(Dataset rows)
---
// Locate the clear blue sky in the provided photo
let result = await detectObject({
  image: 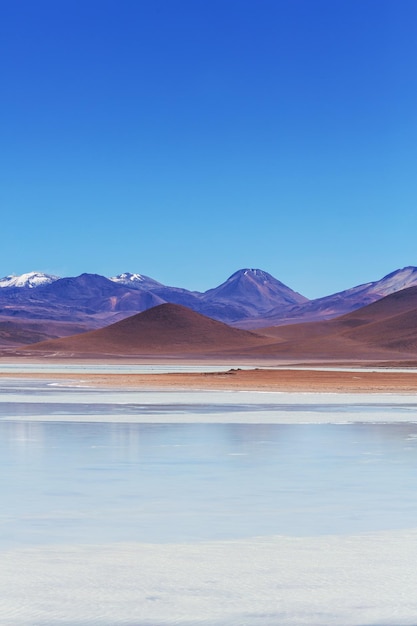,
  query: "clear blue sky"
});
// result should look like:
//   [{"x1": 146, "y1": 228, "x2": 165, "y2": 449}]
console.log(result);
[{"x1": 0, "y1": 0, "x2": 417, "y2": 297}]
---
(The exercise)
Keep only the lines from the rows above that contain the string "clear". Uppercase and lowercase must match.

(Task response)
// Locate the clear blue sky in the provided photo
  query: "clear blue sky"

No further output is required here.